# CONSIGNE 1
Répondez à ces questions à l'aide du texte sur la médecine du travail :
(a) Selon le Centre interservices de santé et de médecine du travail en entreprise, combien rapporte la cotisation obligatoire ?
(b) Depuis quelle année la loi impose-t-elle la parité dans les conseils d'administration des associations ?
(c) Quel est le cas de fraude le plus classique cité dans le texte ?
# CONSIGNE 2
Recopiez le passage du texte sur la médecine du travail qui commence aux mots « Au lieu de remettre » et s'arrête après les mots « entreprises, la CGPME. ».
# CONSIGNE 3
Écrivez la suite du texte sur la médecine du travail, à partir du point où il s'arrête.

# EXTRAIT DU TEXTE
- - - -

Au lieu de remettre en cause l’indépendance des médecins du travail, le Gouvernement ferait bien de s’attarder sur le devenir des cotisations des entreprises servant théoriquement à financer la médecine du travail.
Cette cotisation obligatoire, qui représente, selon le Centre interservices de santé et de médecine du travail en entreprise, une manne d’un milliard d’euros, est censée servir à rémunérer les 6 500 médecins du travail qui sont employés dans leur très grande majorité par des associations. Or celles-ci sont toutes contrôlées par des représentants du MEDEF ou de la Confédération générale du patronat des petites et moyennes entreprises, la CGPME.
Si, depuis 2004, la loi impose la parité dans leur conseil d’administration avec deux tiers de patrons et un tiers de salariés, dans les faits, seuls les employeurs ont les moyens de contrôler ces activités... et d’en abuser.
En effet, bien des médecins et des syndicalistes ont pu constater de nombreuses fraudes, sans que les mécanismes de contrôle soient en mesure de les prévenir ou de les empêcher. Le cas le plus classique est le financement en sous-main des biens immobiliers du MEDEF, selon un montage croisé : une société civile immobilière aux mains des entrepreneurs possède le siège du comité local, tandis qu’une société de moyens, abondée par la médecine du travail, finance l’acquisition de l’immeuble ou de l’appartement.

- - - -

# DONNÉES EXTRAITES
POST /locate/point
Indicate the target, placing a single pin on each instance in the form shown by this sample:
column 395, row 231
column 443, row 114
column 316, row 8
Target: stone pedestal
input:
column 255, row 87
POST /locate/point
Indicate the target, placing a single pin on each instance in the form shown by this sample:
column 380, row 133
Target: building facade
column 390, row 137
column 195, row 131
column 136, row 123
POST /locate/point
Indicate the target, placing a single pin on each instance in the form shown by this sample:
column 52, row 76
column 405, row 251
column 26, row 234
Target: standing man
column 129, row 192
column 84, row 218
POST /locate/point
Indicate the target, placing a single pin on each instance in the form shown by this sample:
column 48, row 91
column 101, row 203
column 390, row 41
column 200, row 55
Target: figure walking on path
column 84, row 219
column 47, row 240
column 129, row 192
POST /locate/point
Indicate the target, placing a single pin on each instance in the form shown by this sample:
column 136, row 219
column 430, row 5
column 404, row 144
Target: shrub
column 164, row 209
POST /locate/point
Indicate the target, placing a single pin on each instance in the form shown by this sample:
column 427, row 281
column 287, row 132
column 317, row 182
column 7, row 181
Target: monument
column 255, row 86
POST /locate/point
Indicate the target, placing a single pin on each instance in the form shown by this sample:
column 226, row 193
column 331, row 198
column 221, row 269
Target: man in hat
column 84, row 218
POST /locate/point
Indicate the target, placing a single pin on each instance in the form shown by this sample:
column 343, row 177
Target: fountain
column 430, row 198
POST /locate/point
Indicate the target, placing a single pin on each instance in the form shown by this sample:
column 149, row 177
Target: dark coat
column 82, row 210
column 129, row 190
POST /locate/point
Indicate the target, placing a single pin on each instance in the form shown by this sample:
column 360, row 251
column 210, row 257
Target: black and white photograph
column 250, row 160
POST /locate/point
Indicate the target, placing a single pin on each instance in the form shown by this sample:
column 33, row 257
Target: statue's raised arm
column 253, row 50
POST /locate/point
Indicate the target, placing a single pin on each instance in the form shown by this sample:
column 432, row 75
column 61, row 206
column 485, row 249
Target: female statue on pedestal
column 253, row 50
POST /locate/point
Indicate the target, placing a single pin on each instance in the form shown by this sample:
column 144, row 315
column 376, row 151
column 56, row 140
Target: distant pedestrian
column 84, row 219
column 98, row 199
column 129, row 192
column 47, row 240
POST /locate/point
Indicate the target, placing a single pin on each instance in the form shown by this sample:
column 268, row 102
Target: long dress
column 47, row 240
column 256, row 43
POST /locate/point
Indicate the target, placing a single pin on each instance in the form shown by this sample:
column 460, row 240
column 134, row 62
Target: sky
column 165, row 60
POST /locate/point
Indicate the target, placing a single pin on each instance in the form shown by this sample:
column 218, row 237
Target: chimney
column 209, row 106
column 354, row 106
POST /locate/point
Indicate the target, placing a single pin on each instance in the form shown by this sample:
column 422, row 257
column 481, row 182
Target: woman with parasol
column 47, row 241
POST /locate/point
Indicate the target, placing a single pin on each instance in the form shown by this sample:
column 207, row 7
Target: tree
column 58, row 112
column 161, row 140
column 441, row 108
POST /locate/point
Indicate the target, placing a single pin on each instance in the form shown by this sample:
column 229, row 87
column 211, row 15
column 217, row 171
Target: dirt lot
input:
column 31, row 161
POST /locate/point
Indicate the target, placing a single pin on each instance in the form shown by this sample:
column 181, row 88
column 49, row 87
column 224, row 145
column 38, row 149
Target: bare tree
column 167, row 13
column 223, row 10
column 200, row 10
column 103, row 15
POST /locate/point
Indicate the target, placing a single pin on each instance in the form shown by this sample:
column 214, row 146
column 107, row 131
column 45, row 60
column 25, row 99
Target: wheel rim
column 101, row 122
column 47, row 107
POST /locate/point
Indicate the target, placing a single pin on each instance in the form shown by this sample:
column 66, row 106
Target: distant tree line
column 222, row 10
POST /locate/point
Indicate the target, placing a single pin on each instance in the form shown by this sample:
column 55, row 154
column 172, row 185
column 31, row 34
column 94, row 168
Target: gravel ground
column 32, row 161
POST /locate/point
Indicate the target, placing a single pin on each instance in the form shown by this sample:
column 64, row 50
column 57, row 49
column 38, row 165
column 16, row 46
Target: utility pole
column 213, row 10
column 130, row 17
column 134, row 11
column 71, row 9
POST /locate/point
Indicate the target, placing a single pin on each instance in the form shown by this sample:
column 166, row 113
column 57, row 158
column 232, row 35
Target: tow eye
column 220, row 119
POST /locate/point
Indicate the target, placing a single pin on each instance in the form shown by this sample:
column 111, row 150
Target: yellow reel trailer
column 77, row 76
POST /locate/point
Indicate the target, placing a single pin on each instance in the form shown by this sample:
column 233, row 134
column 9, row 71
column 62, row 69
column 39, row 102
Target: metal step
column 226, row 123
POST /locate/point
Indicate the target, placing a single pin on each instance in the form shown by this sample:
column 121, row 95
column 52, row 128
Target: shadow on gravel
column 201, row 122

- - - -

# CORRIGÉ 1
(a) Un milliard d'euros.
(b) Depuis 2004.
(c) Le financement en sous-main des biens immobiliers du MEDEF.

# CORRIGÉ 2
Au lieu de remettre en cause l’indépendance des médecins du travail, le Gouvernement ferait bien de s’attarder sur le devenir des cotisations des entreprises servant théoriquement à financer la médecine du travail.
Cette cotisation obligatoire, qui représente, selon le Centre interservices de santé et de médecine du travail en entreprise, une manne d’un milliard d’euros, est censée servir à rémunérer les 6 500 médecins du travail qui sont employés dans leur très grande majorité par des associations. Or celles-ci sont toutes contrôlées par des représentants du MEDEF ou de la Confédération générale du patronat des petites et moyennes entreprises, la CGPME.

# CORRIGÉ 3
Dans d’autres cas, la médecine du travail permet tout simplement de subvenir aux frais de fonctionnement du MEDEF local. Par exemple, la convention passée à Issy-les-Moulineaux, en 2001, entre le service médical interentreprises de la banlieue Sud-Ouest et le MEDEF Hauts-de-Seine Sud stipule que le service de médecine du travail prendra en charge « à hauteur de 75 % » les frais de secrétariat, ainsi que la moitié du salaire du « secrétaire général » du MEDEF, la moitié des frais « du véhicule de tourisme » du MEDEF, sans oublier les « frais de photocopies, d’affranchissement et de diverses fournitures ».
Les exemples sont encore très nombreux, mais ne suscitent apparemment pas de réaction du ministère de la santé ou du ministère du travail. Au contraire, les médecins du travail, qui dénoncent cette situation de monopole de fait du MEDEF sur une institution censée protéger la santé des salariés et les dérives qui en découlent, sont perçus comme gênants.
Gageons qu’avec cette réforme, le problème sera réglé puisque nous ne les entendrons plus !
C’est la raison pour laquelle nous demandons la suppression de l’alinéa 30.